Reading passage:
------------------------------

Time moves forward.  The world rolls on.

How are we doing? 

Well, some days are not so good.  Some days, not so bad. 

Humanity is a blessed thing.  Beginning with our close circle of friends and family, then widening outwards to include the immediate community of Redvers with all the food and gifts and thoughtfulness they have offered, and then stretching even further to encompass those we don’t really know but who have reached out to us because they have suffered similar losses and therefore extend to us priceless empathy and understanding – all of you are helping to steady us in this storm. 

We thank you.

Monday, April 1, 2024

 

FOR THE GIRLS

‘A woman’s biological clock’ is a term we’ve cooked up in this day and age when women are trying to cram two lifetimes (career and having a family) into one lifespan.  Whether they are sitting in their fancy CEO corner office or at home rocking a newborn to sleep they can hear that darned clock ticking away time whizzing by on the other end of their dreams.  There are only some many ‘hours’ on any given clock.

Let’s go all retro here and imagine one of those old-fashioned wall clocks with the numbers from 1 to 12 arranged around the outside edge.  Let’s say that we come into existence at 12:01- our first ‘time stamp’.  That’s the moment when our biological clock actually begins ticking.  We are brand-spanking new and our time has just begun. 

We while away our childhoods doing kid stuff until about 4:15 when puberty kicks in whether we like it or not.  Suddenly the ‘storks bring babies’ story gets updated to a much more preposterous account of where babies come from, and life gets real.  Talk about the truth being stranger than fiction.

So, from 4:15 to about 7:30 we can produce babies.  That’s nice.  Most of us choose to do that.  Some of us don’t.  For some there is no choice.  But the clock goes on ticking regardless.

On about 7:15 the government takes a sudden interest in us.  Since we’ve wrapped up that baby making business we aren’t checking in with our health care providers on a regular basis anymore and studies have shown that it’s more successful (and therefore cheaper) to correct what can go wrong with our ‘clock parts’ if you catch the malfunction at the very start.  We get letters inviting us to various checkups. 

We look at our clocks and think to ourselves “Well, I kinda want to be around to hold grandbabies and great grandbabies.  If I want to make it all the way to 11:59 I better keep up on my maintenance.”  And obediently we make that call.

Now, as much as the stories of childbirth filled us with apprehension before we actually participated in the sport, the stories about mammograms run a close second.  Unless you enjoy having a total stranger (probably with cold hands) occupy your personal space, manipulate certain sensitive body parts into weird positions and then flatten them like pancakes, don’t expect this to be a pleasant experience.  On the other hand, if you and the technician both have a healthy sense of humour, it’s not so bad.

------------------------------

Activity: Please print the part of the biological clock passage running from "On about 7:15" up to and including "make that call.".

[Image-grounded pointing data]

------------------------------

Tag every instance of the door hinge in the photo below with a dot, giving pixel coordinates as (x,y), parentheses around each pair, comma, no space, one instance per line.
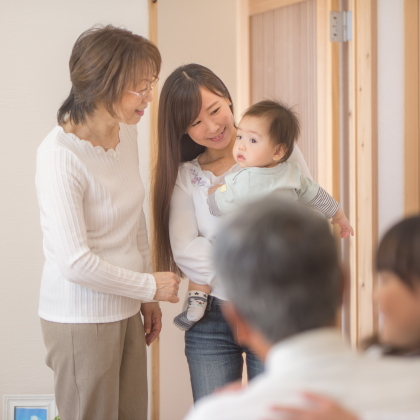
(340,26)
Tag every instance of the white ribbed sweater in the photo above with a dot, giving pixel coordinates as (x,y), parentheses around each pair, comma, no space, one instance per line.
(95,236)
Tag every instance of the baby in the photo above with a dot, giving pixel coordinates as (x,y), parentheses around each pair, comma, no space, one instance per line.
(265,140)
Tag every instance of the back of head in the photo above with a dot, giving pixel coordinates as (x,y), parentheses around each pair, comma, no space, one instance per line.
(399,251)
(283,123)
(279,266)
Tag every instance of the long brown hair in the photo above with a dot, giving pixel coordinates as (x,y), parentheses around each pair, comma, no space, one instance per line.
(179,105)
(104,62)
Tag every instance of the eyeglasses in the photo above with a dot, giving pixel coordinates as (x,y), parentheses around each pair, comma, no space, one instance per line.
(144,92)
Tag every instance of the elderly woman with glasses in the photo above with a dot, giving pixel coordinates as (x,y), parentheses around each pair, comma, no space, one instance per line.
(98,276)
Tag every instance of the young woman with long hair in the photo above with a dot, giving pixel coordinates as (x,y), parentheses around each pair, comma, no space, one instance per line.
(196,131)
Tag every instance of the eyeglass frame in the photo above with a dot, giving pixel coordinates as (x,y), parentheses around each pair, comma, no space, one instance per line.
(146,90)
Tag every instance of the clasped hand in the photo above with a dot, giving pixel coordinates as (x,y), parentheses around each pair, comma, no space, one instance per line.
(167,286)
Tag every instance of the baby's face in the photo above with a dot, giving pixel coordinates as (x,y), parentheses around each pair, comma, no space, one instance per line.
(253,147)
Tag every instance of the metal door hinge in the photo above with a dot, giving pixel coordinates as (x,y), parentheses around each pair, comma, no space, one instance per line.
(340,26)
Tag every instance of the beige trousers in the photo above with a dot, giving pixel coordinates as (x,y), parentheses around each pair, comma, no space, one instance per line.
(100,370)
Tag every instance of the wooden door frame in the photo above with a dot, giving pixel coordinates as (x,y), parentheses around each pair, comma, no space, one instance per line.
(363,136)
(363,155)
(411,107)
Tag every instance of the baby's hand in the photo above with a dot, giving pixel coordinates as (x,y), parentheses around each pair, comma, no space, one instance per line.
(213,189)
(345,228)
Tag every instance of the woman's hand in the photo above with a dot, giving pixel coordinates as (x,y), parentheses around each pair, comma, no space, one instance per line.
(323,409)
(152,320)
(167,286)
(341,219)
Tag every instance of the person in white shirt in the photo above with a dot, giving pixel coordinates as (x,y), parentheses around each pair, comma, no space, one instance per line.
(98,274)
(278,264)
(398,298)
(196,135)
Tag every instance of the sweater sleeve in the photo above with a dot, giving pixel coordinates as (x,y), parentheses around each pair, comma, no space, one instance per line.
(192,252)
(61,186)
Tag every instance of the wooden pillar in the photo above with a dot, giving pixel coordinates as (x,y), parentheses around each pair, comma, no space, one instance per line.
(363,163)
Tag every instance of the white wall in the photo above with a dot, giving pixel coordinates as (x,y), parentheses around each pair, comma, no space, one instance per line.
(36,38)
(207,33)
(390,113)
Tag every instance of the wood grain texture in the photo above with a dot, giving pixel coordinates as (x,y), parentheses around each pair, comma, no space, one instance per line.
(284,66)
(365,33)
(324,142)
(261,6)
(155,349)
(411,107)
(352,186)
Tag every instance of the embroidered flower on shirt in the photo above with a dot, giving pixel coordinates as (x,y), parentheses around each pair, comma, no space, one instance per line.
(196,179)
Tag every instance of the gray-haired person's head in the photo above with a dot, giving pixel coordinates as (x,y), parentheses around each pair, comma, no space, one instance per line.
(278,263)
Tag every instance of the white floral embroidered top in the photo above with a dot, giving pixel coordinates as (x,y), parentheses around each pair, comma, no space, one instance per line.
(192,228)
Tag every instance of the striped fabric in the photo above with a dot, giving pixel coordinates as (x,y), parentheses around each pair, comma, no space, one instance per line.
(324,203)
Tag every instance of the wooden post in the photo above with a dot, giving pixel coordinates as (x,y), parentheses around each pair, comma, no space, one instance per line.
(363,172)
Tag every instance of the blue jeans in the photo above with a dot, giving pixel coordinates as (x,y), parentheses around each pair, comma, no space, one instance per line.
(213,356)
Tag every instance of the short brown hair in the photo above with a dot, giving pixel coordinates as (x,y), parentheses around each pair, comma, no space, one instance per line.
(399,251)
(103,63)
(284,125)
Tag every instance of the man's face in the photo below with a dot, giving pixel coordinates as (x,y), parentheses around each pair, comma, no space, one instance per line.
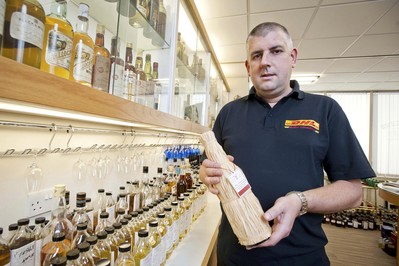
(269,63)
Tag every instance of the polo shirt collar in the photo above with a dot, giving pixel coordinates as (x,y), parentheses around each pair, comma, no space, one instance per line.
(295,93)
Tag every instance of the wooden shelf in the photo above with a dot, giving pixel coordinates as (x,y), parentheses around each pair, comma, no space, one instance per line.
(27,84)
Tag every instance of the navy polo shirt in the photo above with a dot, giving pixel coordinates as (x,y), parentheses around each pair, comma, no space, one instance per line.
(282,149)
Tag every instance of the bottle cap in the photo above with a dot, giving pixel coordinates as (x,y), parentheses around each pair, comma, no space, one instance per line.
(73,254)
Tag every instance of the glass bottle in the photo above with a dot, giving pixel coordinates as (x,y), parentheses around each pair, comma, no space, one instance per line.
(57,44)
(85,257)
(4,250)
(94,250)
(73,257)
(117,68)
(40,233)
(103,223)
(125,257)
(110,207)
(113,242)
(23,31)
(101,62)
(58,247)
(142,252)
(81,216)
(2,11)
(103,245)
(81,235)
(130,72)
(82,49)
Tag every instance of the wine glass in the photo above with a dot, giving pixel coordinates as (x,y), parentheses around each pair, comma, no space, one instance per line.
(33,176)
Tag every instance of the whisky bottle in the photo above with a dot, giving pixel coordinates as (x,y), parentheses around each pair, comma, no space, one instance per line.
(58,247)
(103,246)
(2,11)
(117,68)
(85,257)
(82,49)
(4,250)
(57,44)
(130,72)
(101,62)
(23,31)
(142,252)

------------------------------

Response for this exercise:
On about 7:15 the government takes a sudden interest in us.  Since we’ve wrapped up that baby making business we aren’t checking in with our health care providers on a regular basis anymore and studies have shown that it’s more successful (and therefore cheaper) to correct what can go wrong with our ‘clock parts’ if you catch the malfunction at the very start.  We get letters inviting us to various checkups. 

We look at our clocks and think to ourselves “Well, I kinda want to be around to hold grandbabies and great grandbabies.  If I want to make it all the way to 11:59 I better keep up on my maintenance.”  And obediently we make that call.